Given request: Extract every record, keeping each one exactly as it is.

Coordinate annotation entries
▽
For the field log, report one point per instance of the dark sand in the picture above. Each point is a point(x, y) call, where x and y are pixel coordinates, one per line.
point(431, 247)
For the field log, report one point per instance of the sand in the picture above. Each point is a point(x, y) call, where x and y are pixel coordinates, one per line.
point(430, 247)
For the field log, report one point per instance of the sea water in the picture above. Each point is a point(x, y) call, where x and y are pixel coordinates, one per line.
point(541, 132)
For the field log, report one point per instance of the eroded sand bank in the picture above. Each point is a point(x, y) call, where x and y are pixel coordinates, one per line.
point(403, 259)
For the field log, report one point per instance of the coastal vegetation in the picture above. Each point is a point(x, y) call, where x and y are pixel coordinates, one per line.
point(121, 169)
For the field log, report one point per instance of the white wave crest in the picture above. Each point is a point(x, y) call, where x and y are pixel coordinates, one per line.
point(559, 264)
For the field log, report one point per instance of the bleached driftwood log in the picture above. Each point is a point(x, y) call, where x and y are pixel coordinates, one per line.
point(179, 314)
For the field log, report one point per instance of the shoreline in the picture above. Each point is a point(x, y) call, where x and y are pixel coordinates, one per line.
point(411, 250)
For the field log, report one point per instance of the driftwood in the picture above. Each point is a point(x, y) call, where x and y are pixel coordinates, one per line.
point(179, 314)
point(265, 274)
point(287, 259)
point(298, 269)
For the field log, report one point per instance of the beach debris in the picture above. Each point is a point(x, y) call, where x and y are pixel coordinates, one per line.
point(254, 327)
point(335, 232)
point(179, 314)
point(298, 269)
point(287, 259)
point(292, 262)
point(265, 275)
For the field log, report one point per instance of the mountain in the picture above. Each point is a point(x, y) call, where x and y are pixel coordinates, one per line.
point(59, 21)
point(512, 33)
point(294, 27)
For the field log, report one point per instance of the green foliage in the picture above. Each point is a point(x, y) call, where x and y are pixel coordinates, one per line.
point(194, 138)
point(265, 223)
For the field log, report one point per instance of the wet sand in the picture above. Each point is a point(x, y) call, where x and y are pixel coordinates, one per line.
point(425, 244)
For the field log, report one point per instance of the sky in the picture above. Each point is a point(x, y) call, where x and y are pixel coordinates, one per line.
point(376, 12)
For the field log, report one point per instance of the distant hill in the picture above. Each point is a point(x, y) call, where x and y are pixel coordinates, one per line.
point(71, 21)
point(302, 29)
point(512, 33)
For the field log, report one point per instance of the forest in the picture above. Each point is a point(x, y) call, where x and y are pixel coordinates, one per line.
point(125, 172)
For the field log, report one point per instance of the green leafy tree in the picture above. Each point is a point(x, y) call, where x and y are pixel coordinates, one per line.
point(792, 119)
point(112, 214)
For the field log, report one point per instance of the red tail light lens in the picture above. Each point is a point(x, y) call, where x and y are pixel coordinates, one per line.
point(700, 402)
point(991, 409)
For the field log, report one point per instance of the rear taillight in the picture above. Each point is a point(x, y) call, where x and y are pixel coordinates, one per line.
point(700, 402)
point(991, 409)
△
Answer to the problem:
For the field log, report one point per instance of the dark sand in the picture above. Each point is a point(x, y) call, where x and y are pixel coordinates, one per line.
point(431, 247)
For the field log, report one point per instance of the sand in the picture above. Each point is a point(x, y) call, where x and y are pixel coordinates, one per line.
point(430, 247)
For the field log, report one point per instance of the sea water in the picture above. Each point is a point(x, y) call, where x and y are pixel coordinates, one per line.
point(541, 132)
For the field log, report one point per instance of the eroded sand bank in the picture above. Each point is a point(x, y) call, where x and y are pixel coordinates, one per line.
point(403, 259)
For the field log, report one point per instance of the coastal vegetation in the picture above. Each point is a point(x, y) call, where x and y are pixel coordinates, one per line.
point(121, 169)
For the field log, report one point per instance of the white wave crest in the picture above. Each point is a point(x, y) call, where x and y are pixel coordinates, one per line.
point(559, 264)
For the field log, report one point per instance of the bleached driftwood log in the picture above. Each point is a point(x, y) call, where x and y are pixel coordinates, one per line.
point(179, 314)
For the field log, report one point per instance of the shoreline in the picture above. Each point is a point(x, y) call, where x and y are pixel coordinates, one per line.
point(411, 250)
For the field log, report one point per instance of the driftwood in the picture above. Each point is a point(x, y) call, where x and y are pixel coordinates, one per line.
point(179, 314)
point(265, 274)
point(287, 259)
point(298, 269)
For the field log, report one point per instance of the beach debris in the picture above. Each point is a point(x, y) call, where x and y are pixel coordinates, one per line.
point(254, 327)
point(335, 232)
point(179, 314)
point(298, 269)
point(287, 259)
point(292, 262)
point(265, 275)
For the field log, report one point per instance of the mountain in the picture above. Each point is a point(x, y) call, where x and y are pixel coordinates, one per line.
point(59, 21)
point(512, 33)
point(294, 27)
For the field log, report one point per instance of the green foliage in the picture above. Each point is a point(x, y) call, where x and y are pixel coordinates, one per line.
point(194, 138)
point(265, 223)
For the field log, report one point per instance of the wet sand in the picture above. Each point is a point(x, y) call, where x and y are pixel coordinates, one per line.
point(425, 244)
For the field log, report one point per instance of the sky in the picture above. Each point is a point(x, y) call, where x and y are pixel coordinates, one per line.
point(376, 12)
For the field log, report one point per instance of the distant hill in the picture above. Each point is a point(x, y) call, where x and y are pixel coordinates, one per line.
point(71, 21)
point(302, 29)
point(512, 33)
For the field log, report one point per instance of the forest in the picture above. Each point is a point(x, y) call, where x and y are pixel coordinates, one per line.
point(125, 172)
For the field log, report one point per instance of the green leafy tree in the picture above. Each point is a point(x, y) call, where x and y are pixel coordinates, one per line.
point(792, 119)
point(112, 214)
For the field log, report one point per instance of the red tail light lens in the picture above. Each point is a point(x, y) call, where x and y are pixel coordinates, one per line.
point(700, 402)
point(991, 409)
For the field log, report one point per instance of the rear taillight in the picture above. Each point is a point(x, y) call, where x and y are pixel coordinates, one per line.
point(700, 402)
point(991, 409)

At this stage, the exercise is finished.